Work request:
What lines in the records below hold the string "hair"? Please show them.

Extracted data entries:
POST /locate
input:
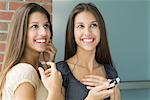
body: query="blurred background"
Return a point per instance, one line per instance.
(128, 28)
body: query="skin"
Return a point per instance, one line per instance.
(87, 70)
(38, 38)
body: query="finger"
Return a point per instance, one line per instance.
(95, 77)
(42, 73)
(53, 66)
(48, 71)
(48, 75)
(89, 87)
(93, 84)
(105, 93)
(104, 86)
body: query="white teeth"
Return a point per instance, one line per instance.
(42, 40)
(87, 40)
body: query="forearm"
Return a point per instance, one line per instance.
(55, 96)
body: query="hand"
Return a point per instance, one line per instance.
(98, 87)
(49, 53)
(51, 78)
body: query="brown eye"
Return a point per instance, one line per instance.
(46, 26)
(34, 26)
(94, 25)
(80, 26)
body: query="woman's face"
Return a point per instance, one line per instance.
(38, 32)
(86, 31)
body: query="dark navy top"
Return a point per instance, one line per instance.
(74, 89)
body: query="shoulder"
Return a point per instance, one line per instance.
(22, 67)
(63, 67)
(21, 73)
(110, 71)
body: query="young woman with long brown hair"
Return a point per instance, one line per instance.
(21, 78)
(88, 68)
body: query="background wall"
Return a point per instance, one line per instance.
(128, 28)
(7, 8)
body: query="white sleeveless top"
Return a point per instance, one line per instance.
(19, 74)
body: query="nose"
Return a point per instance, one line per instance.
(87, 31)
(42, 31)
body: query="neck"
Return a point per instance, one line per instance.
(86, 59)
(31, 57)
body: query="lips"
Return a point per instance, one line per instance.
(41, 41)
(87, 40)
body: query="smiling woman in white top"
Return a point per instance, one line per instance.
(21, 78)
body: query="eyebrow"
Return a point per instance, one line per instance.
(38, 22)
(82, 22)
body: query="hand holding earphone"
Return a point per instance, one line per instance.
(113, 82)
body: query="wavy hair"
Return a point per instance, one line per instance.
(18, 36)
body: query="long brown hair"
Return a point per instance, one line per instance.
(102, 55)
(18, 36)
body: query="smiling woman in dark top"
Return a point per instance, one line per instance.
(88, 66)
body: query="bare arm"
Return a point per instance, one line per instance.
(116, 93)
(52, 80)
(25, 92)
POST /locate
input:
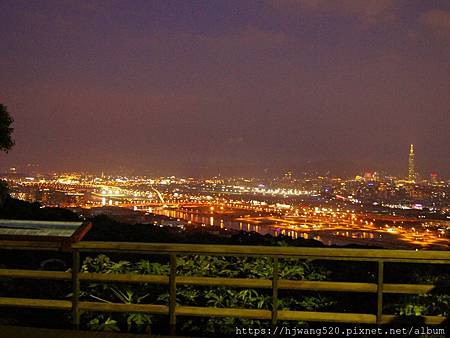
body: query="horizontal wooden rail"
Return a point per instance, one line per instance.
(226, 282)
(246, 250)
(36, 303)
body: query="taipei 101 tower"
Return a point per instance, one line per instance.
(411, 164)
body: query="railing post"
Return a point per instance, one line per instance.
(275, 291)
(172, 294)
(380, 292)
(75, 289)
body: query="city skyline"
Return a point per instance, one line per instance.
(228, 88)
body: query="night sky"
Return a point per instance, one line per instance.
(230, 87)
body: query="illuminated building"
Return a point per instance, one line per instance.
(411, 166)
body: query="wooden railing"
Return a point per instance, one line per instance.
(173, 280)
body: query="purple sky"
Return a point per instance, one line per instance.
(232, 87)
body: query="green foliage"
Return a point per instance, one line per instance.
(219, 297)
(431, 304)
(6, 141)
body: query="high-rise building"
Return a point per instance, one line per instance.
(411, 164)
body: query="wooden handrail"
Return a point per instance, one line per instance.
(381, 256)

...

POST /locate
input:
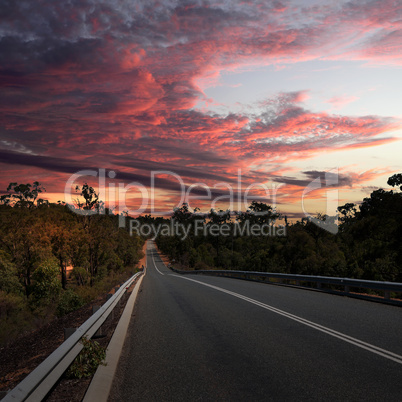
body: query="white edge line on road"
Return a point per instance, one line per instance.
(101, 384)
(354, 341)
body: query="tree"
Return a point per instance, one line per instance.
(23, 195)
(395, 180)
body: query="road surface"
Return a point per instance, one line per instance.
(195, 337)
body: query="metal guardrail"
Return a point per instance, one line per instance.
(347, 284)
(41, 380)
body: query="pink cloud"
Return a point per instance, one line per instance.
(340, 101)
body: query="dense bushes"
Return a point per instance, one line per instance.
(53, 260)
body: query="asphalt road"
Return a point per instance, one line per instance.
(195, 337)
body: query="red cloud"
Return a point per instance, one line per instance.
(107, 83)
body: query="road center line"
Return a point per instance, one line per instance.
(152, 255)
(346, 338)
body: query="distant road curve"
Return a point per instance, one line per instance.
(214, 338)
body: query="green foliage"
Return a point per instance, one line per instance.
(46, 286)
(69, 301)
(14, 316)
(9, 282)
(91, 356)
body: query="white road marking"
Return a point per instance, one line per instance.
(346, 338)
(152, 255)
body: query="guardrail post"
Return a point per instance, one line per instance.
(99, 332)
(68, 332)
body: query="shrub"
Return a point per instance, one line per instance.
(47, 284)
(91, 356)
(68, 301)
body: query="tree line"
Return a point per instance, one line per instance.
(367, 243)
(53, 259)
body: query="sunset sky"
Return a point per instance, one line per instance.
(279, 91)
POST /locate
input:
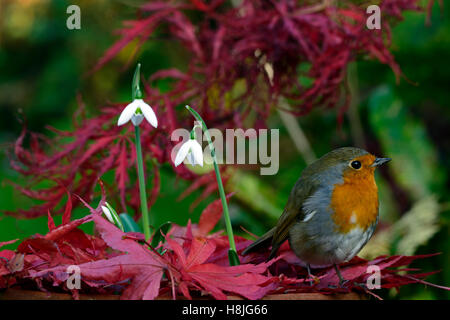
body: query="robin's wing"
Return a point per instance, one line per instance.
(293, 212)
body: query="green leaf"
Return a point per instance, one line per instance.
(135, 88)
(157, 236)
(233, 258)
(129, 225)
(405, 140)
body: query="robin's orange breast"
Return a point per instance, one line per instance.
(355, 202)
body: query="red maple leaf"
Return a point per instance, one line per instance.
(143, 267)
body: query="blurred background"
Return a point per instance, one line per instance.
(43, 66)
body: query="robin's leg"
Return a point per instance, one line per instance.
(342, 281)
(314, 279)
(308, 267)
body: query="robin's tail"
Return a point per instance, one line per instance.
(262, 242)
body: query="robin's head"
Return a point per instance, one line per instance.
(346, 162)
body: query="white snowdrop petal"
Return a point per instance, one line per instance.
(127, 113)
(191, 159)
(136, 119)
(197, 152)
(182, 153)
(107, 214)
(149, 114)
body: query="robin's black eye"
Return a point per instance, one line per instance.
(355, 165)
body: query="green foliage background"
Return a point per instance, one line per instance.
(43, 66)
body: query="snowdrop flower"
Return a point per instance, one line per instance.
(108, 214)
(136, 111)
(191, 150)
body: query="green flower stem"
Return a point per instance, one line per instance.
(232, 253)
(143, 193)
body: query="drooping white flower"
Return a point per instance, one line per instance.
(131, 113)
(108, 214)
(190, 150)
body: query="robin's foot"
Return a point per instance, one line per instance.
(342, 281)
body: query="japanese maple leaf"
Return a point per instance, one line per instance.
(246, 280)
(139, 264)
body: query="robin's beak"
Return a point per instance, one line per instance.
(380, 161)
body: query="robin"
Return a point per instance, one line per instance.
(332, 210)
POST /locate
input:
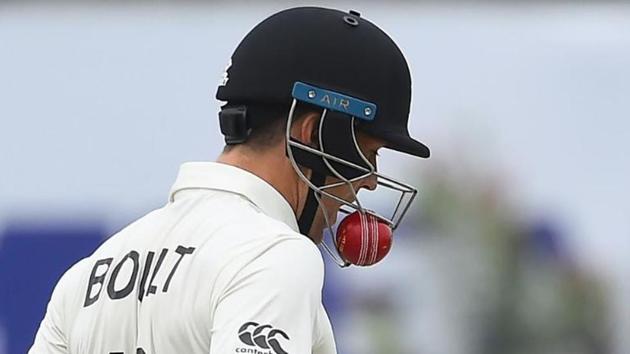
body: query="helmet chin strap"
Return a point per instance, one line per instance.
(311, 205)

Task response:
body: query="young woman with long brown hair"
body: query="wavy hair"
body: query="long brown hair"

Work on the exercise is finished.